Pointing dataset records
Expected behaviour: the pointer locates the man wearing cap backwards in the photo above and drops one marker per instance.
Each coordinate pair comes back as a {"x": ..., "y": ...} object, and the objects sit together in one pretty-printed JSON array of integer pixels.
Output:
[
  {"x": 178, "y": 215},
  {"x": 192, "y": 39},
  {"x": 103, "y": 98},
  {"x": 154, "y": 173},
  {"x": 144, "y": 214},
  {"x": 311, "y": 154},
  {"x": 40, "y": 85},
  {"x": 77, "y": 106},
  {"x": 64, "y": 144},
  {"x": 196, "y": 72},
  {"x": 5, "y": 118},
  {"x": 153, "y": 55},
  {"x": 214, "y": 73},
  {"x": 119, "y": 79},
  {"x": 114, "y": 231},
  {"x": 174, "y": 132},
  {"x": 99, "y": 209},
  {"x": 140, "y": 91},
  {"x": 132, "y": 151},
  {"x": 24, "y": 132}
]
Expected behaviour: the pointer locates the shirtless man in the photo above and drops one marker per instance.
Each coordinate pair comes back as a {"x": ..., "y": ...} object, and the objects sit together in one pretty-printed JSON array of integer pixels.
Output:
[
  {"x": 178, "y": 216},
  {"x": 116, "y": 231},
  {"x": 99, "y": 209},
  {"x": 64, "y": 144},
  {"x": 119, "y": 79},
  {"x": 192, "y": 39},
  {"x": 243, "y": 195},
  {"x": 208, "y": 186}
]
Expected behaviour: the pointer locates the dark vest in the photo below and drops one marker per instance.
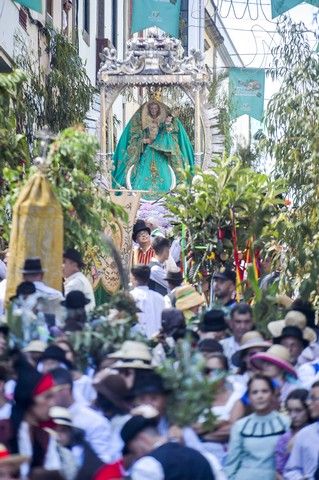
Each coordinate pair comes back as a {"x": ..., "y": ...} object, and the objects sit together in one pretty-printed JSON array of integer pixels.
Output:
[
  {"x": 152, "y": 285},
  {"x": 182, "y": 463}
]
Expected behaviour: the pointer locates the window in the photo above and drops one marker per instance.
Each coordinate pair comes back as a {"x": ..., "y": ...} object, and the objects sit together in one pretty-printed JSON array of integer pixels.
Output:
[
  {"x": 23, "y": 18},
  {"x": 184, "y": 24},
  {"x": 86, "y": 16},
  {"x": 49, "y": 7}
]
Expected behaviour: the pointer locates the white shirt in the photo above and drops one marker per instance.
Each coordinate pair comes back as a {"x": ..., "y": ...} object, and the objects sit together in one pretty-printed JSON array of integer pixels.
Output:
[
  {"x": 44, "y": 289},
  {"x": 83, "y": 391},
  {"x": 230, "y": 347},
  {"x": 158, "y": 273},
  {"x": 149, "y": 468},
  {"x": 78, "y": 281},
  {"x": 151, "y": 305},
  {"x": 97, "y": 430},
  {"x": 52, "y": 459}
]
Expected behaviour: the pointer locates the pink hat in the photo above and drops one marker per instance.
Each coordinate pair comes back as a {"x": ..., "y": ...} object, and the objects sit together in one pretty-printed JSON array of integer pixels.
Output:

| Requirement |
Rewrite all of the records above, switching every "marker" to "pin" and keeping everything else the same. Omit the pictures from your answer.

| Response to the exercise |
Expected behaviour: the pointer locates the man wearing cap backwards in the photo above and drops one pin per instance.
Each coordinate pair comes back as a {"x": ..., "y": ...} object, and the objects sit together in one pretty-printed JSON array of integer pixels.
Output:
[
  {"x": 178, "y": 215},
  {"x": 192, "y": 39},
  {"x": 103, "y": 98},
  {"x": 154, "y": 173},
  {"x": 144, "y": 214},
  {"x": 311, "y": 154},
  {"x": 40, "y": 85},
  {"x": 77, "y": 106},
  {"x": 64, "y": 144},
  {"x": 196, "y": 72},
  {"x": 5, "y": 118},
  {"x": 153, "y": 55},
  {"x": 214, "y": 73},
  {"x": 119, "y": 79},
  {"x": 114, "y": 231},
  {"x": 174, "y": 132},
  {"x": 99, "y": 209},
  {"x": 140, "y": 91},
  {"x": 132, "y": 151},
  {"x": 24, "y": 132}
]
Expected behaviour: the pointer locates the shirtless man in the photo above and drops one pin per instance.
Each coordinate pair comes back as a {"x": ..., "y": ...} object, and the objects sit together in one pretty-printed JSON array of integer pixels.
Output:
[
  {"x": 178, "y": 216},
  {"x": 116, "y": 231},
  {"x": 99, "y": 209},
  {"x": 64, "y": 144},
  {"x": 119, "y": 79},
  {"x": 192, "y": 39},
  {"x": 243, "y": 195},
  {"x": 208, "y": 186}
]
Expected behaviour: the pointer locates the dark vest in the photo below and drops one pin per instance.
Each coordinate pair comes back as a {"x": ..., "y": ...} object, and the objects sit together in one pretty-printed JSON array of integer pixels.
Output:
[
  {"x": 152, "y": 285},
  {"x": 182, "y": 463}
]
Expected behaviour: the pointer locates the window in the photo above and drops one pin per instance.
Each coordinate pair comes back as a {"x": ..., "y": ...} object, and the objects sit together in one pretty-printed JSON array of integer pixels.
Output:
[
  {"x": 23, "y": 18},
  {"x": 184, "y": 24},
  {"x": 86, "y": 16},
  {"x": 49, "y": 7}
]
Expected behaviour: the pointer locates the white shirt in the photo above and drops one pin per instance.
Each coordinate pair comes back as a {"x": ..., "y": ...} object, and the objects sit together in one pretty-printed JSON array of integer pixels.
Output:
[
  {"x": 44, "y": 289},
  {"x": 83, "y": 391},
  {"x": 230, "y": 347},
  {"x": 158, "y": 273},
  {"x": 149, "y": 468},
  {"x": 78, "y": 281},
  {"x": 151, "y": 305},
  {"x": 97, "y": 430},
  {"x": 52, "y": 459}
]
Expected behaviour: the pointer locates the pink hat in the photo above and drops one pin per instance.
Each coordinate pair comes back as a {"x": ..., "y": ...} object, and the objects sit together in one pretty-printed JSON array of integer pixels.
Output:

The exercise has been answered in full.